# WHAT TO PRODUCE
Repeat every entry, word for word, leaving no line out.

====== DATA SUPPLIED

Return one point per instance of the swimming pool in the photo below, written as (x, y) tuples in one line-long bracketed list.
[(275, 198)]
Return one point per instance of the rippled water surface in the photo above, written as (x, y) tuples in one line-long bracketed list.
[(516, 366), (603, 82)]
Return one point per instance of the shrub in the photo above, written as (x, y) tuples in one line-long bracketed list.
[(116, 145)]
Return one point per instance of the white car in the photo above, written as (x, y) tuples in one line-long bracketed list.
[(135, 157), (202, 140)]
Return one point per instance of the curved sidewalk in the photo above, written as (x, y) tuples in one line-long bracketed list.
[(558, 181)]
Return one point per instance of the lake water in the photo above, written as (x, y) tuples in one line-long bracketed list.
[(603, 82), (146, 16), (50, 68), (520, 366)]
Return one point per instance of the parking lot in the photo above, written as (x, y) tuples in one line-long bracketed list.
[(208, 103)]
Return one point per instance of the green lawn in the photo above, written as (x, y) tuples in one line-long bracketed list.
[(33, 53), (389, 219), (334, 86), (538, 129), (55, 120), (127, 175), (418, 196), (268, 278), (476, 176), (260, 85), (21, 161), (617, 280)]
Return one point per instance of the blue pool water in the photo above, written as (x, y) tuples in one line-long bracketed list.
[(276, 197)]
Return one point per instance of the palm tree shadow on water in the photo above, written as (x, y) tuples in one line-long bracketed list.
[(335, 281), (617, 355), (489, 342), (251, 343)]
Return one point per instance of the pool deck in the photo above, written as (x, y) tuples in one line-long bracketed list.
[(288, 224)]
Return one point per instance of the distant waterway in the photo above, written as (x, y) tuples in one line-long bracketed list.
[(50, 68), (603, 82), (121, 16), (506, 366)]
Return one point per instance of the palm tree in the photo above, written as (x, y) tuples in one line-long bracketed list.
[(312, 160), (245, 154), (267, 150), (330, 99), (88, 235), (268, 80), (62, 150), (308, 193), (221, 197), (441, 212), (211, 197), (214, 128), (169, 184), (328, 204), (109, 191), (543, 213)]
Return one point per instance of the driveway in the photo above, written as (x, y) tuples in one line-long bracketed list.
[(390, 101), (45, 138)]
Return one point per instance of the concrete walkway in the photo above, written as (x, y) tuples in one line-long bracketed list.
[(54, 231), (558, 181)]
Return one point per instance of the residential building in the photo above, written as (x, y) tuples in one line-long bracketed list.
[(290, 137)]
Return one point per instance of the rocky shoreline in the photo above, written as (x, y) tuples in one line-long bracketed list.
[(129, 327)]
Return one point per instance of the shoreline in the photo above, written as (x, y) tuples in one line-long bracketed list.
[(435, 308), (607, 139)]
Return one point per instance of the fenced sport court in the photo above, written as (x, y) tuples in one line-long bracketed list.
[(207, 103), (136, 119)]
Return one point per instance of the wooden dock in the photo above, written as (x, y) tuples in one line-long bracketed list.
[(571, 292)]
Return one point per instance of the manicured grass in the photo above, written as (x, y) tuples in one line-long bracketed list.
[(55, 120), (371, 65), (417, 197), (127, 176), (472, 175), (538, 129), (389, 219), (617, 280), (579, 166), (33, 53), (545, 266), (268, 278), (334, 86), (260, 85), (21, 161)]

============

# TASK SOLUTION
Return one point per instance of the swimming pool in the photo below, written as (x, y) tuples in one line-long bracketed list.
[(275, 198)]
Return one point per instance of the rippled water surface in the photo above, written as (x, y) tuples in one line-long bracketed list.
[(516, 366), (603, 82)]
Return one point per instance of the shrub in the photo above, written as (x, y) tuples in one line-long bracketed list.
[(116, 145)]
Return one point per instance of the white car in the photo above, written as (x, y) tuples in one line-long bracketed list.
[(135, 157), (202, 140)]
Return one point per instance of the curved sidewalk in the photo above, written as (x, y) tuples in one line-long bracketed list.
[(558, 181)]
Return one point per instance of the lake water in the photo above, written as (x, y) tuples in one line-long bracketed list.
[(603, 82), (146, 16), (50, 68), (520, 366)]
Return one point per instance of the parking lot in the photo above, written as (x, y) tuples in one line-long bracketed list.
[(208, 103)]
Return one point per instance of the green lawn in the photo above, written as (x, y) tuples in one line-long bracketed list.
[(33, 53), (389, 219), (334, 86), (538, 129), (55, 120), (127, 175), (418, 196), (268, 278), (476, 176), (260, 85), (21, 161), (617, 280)]
Return one point per instance of the blue pool water in the photo above, written as (x, y) tuples in one line-long bracketed list.
[(276, 197)]
Return one point per instance of the palm tree shadow on water in the photo above, written as (x, y) tuples in one line-long bracketed list.
[(335, 281), (617, 355), (489, 342), (251, 343)]
Return one point per instance of the pool deck in the photo above, written as (x, y) tuples in one line-long bracketed list.
[(288, 224)]
Return one point per instance of the distant waterway in the photo above, written as (x, y) tuples in one line-long bracketed list.
[(50, 68), (603, 82), (121, 16), (506, 366)]
Return one point per instance of the palm tree in the photo above, written as (x, y) tuples in one line-long bracketed list.
[(312, 160), (245, 154), (267, 150), (330, 99), (88, 235), (268, 80), (62, 150), (308, 193), (221, 197), (441, 212), (211, 197), (214, 128), (169, 184), (328, 204), (109, 191), (543, 213)]
Return one point per instance of the driveway in the photo above, written as (x, y) tuples in one line-long bracketed list.
[(390, 101), (45, 138)]
Return one point per instance of the concrete walkway in the photo above, written as (x, y) tuples in one line-long bracketed list.
[(54, 231), (558, 181)]
Return one point per instance of the residential building in the photo above, written as (x, y) tuples in one line-long bracketed list.
[(290, 137)]
Return one point per instance of the rocky shoreline in the photo above, written as (x, y) tuples in one line-long bracketed list.
[(129, 327)]
Return one point per instance of the shoreline in the photo above, written as (x, y) tuples in one line-long bracketed list.
[(435, 308), (607, 139)]
Return one point per instance of the fenced sport court in the photo above, written as (x, y) tuples in one line-long bracketed list.
[(207, 103), (136, 119)]
Return one point per instance of the wooden dock in the photo above, written as (x, y) tuples in one line-long bracketed list.
[(571, 292)]
Return one point per instance of the manicured grass in the photo above, written as (x, y) tuples in one line-long bracketed list.
[(55, 120), (371, 65), (417, 197), (127, 176), (472, 175), (538, 129), (389, 219), (617, 280), (579, 166), (33, 53), (545, 266), (268, 278), (334, 86), (260, 85), (21, 161)]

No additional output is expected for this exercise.